Records from a point-labeling set
----------
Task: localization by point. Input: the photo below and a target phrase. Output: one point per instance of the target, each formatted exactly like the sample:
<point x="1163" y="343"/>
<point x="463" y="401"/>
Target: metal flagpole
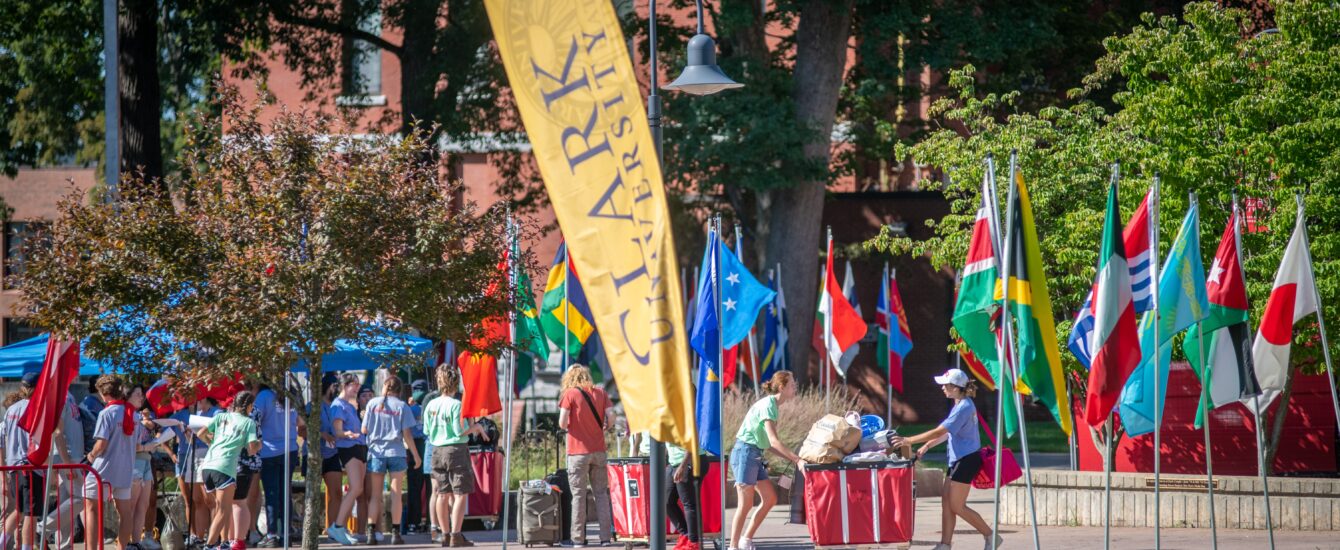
<point x="1205" y="404"/>
<point x="1321" y="323"/>
<point x="1000" y="356"/>
<point x="1256" y="400"/>
<point x="1013" y="364"/>
<point x="753" y="353"/>
<point x="721" y="374"/>
<point x="1158" y="378"/>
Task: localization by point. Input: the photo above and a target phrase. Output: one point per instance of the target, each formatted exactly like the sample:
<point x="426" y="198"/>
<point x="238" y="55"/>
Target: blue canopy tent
<point x="27" y="356"/>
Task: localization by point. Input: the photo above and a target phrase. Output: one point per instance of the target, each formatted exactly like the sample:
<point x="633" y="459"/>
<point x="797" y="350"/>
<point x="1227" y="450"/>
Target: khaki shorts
<point x="452" y="470"/>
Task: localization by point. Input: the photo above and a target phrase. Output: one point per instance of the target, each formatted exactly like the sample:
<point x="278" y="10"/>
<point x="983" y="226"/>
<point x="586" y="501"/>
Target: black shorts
<point x="28" y="491"/>
<point x="216" y="480"/>
<point x="244" y="478"/>
<point x="349" y="454"/>
<point x="965" y="468"/>
<point x="331" y="464"/>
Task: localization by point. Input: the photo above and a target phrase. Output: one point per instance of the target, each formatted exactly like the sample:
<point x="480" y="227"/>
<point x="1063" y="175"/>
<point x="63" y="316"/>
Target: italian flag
<point x="1116" y="344"/>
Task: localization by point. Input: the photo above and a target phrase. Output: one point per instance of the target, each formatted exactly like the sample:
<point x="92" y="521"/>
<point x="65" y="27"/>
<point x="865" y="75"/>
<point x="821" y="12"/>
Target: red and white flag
<point x="1292" y="298"/>
<point x="48" y="397"/>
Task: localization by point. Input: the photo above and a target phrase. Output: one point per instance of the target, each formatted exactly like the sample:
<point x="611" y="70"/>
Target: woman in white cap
<point x="960" y="428"/>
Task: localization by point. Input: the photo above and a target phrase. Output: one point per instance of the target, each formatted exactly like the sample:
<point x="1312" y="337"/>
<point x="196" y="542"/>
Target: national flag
<point x="479" y="384"/>
<point x="1115" y="346"/>
<point x="1136" y="242"/>
<point x="564" y="313"/>
<point x="1292" y="298"/>
<point x="1182" y="302"/>
<point x="775" y="332"/>
<point x="48" y="399"/>
<point x="1226" y="356"/>
<point x="1039" y="354"/>
<point x="848" y="290"/>
<point x="895" y="338"/>
<point x="705" y="340"/>
<point x="839" y="322"/>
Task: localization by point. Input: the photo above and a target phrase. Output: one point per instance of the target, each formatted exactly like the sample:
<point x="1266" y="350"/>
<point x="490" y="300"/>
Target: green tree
<point x="280" y="240"/>
<point x="1209" y="107"/>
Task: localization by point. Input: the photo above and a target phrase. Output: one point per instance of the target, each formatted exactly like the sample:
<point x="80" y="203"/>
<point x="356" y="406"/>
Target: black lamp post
<point x="700" y="77"/>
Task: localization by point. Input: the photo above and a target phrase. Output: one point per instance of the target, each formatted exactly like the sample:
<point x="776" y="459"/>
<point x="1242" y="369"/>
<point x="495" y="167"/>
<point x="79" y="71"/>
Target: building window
<point x="361" y="65"/>
<point x="18" y="329"/>
<point x="19" y="239"/>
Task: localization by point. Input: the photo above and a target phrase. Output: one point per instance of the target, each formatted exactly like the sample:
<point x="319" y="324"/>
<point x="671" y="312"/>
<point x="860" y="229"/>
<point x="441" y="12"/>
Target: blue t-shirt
<point x="347" y="412"/>
<point x="962" y="429"/>
<point x="270" y="415"/>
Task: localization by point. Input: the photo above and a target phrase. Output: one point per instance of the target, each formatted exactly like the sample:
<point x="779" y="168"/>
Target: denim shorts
<point x="387" y="464"/>
<point x="747" y="464"/>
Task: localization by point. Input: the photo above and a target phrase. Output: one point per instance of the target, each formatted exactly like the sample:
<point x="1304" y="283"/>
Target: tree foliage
<point x="282" y="238"/>
<point x="1214" y="110"/>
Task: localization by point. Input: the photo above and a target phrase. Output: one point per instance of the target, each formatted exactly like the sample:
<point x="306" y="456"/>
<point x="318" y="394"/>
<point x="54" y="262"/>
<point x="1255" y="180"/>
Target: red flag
<point x="48" y="397"/>
<point x="480" y="384"/>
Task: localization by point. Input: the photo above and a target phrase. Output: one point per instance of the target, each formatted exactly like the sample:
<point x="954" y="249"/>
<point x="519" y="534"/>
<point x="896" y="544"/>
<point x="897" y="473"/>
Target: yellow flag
<point x="572" y="79"/>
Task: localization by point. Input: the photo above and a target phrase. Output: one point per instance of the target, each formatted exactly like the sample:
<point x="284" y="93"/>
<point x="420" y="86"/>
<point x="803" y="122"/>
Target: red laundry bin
<point x="864" y="503"/>
<point x="630" y="495"/>
<point x="487" y="499"/>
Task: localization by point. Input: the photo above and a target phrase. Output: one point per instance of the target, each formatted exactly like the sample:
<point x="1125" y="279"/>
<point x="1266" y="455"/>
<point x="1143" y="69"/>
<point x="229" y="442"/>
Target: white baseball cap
<point x="953" y="376"/>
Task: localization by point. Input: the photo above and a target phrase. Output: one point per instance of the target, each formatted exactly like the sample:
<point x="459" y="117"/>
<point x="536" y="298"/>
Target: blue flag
<point x="705" y="338"/>
<point x="1182" y="302"/>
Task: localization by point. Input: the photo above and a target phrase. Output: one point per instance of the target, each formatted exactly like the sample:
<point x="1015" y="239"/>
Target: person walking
<point x="960" y="429"/>
<point x="113" y="458"/>
<point x="453" y="476"/>
<point x="278" y="425"/>
<point x="351" y="450"/>
<point x="584" y="413"/>
<point x="759" y="433"/>
<point x="387" y="423"/>
<point x="228" y="436"/>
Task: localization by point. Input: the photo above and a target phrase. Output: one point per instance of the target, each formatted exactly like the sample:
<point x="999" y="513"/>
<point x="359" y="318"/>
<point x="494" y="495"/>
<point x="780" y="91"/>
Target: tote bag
<point x="1009" y="468"/>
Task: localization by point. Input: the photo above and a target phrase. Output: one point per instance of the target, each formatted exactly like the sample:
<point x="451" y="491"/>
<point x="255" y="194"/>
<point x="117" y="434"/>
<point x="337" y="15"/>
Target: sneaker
<point x="339" y="534"/>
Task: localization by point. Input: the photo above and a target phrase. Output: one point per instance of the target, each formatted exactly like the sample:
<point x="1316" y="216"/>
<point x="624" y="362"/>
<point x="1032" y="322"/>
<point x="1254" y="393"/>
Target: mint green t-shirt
<point x="442" y="423"/>
<point x="753" y="431"/>
<point x="232" y="432"/>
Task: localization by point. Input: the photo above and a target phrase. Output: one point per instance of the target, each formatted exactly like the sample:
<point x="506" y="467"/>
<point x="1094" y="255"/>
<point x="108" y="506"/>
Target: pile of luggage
<point x="851" y="439"/>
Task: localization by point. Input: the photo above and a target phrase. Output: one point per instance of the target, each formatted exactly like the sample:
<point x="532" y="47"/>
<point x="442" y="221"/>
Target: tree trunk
<point x="141" y="98"/>
<point x="797" y="211"/>
<point x="312" y="495"/>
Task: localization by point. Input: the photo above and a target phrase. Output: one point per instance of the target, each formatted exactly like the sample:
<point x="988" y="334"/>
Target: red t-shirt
<point x="584" y="432"/>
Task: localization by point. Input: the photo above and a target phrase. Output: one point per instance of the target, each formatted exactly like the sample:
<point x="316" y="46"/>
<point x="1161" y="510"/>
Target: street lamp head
<point x="701" y="75"/>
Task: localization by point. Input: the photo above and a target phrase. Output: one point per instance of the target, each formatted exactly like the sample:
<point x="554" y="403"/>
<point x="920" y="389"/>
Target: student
<point x="389" y="424"/>
<point x="353" y="454"/>
<point x="960" y="428"/>
<point x="276" y="427"/>
<point x="453" y="476"/>
<point x="759" y="433"/>
<point x="584" y="412"/>
<point x="113" y="456"/>
<point x="228" y="435"/>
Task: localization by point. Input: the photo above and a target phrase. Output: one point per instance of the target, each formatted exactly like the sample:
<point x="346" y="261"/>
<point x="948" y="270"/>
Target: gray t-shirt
<point x="115" y="464"/>
<point x="385" y="421"/>
<point x="15" y="437"/>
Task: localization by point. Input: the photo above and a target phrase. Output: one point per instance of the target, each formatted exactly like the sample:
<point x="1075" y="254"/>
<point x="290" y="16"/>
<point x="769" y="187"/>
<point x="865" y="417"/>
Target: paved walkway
<point x="777" y="534"/>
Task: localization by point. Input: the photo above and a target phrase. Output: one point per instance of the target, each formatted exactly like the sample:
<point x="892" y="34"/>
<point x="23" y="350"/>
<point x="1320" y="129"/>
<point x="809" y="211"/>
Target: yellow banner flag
<point x="572" y="79"/>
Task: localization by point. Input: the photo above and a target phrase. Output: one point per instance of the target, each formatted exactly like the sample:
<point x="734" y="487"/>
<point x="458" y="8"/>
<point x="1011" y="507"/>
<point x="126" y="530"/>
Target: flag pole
<point x="1015" y="368"/>
<point x="1321" y="322"/>
<point x="721" y="376"/>
<point x="1256" y="399"/>
<point x="1158" y="409"/>
<point x="753" y="354"/>
<point x="1205" y="420"/>
<point x="1000" y="356"/>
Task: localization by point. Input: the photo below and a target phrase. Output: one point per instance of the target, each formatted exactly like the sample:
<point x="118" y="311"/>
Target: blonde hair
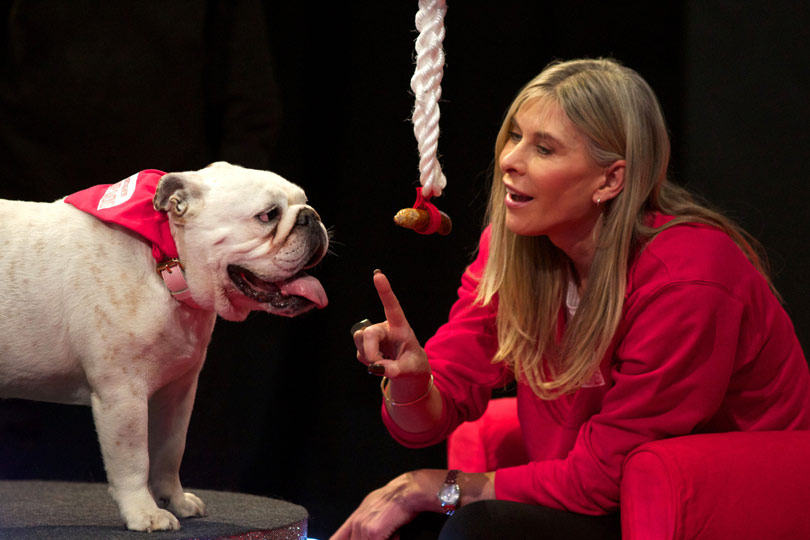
<point x="619" y="115"/>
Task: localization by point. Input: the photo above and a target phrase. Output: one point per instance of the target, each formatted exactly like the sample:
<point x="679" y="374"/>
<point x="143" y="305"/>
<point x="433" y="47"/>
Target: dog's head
<point x="245" y="238"/>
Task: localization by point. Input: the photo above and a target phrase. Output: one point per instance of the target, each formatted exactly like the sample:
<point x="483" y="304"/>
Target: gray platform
<point x="81" y="511"/>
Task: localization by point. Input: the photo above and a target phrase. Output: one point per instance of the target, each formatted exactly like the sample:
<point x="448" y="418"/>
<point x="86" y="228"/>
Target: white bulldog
<point x="88" y="320"/>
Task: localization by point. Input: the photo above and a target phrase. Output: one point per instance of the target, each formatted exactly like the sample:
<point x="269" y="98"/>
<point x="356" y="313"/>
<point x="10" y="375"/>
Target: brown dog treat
<point x="418" y="219"/>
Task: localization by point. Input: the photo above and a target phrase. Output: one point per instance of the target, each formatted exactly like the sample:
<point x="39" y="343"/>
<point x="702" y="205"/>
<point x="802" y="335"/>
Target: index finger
<point x="393" y="311"/>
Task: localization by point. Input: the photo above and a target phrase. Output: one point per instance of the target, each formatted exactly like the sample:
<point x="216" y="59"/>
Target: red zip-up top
<point x="703" y="346"/>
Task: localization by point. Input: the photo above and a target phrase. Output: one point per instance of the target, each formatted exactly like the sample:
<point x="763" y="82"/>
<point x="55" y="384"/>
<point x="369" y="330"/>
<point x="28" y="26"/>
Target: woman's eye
<point x="267" y="217"/>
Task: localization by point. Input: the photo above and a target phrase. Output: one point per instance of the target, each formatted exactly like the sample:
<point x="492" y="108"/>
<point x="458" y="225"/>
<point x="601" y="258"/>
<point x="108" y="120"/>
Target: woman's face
<point x="550" y="178"/>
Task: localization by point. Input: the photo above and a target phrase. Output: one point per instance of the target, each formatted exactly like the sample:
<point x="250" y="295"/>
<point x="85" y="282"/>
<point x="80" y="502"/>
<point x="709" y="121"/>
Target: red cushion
<point x="494" y="440"/>
<point x="720" y="486"/>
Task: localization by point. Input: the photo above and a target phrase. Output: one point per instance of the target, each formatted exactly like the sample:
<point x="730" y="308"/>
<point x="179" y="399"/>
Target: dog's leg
<point x="121" y="419"/>
<point x="169" y="414"/>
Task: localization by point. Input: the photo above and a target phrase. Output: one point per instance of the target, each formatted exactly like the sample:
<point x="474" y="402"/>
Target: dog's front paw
<point x="151" y="520"/>
<point x="187" y="506"/>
----------
Stated exercise: Please pick out and copy every line above that contains the word "blue".

Complete response:
Target: blue canopy tent
Target: blue t-shirt
Target: blue flag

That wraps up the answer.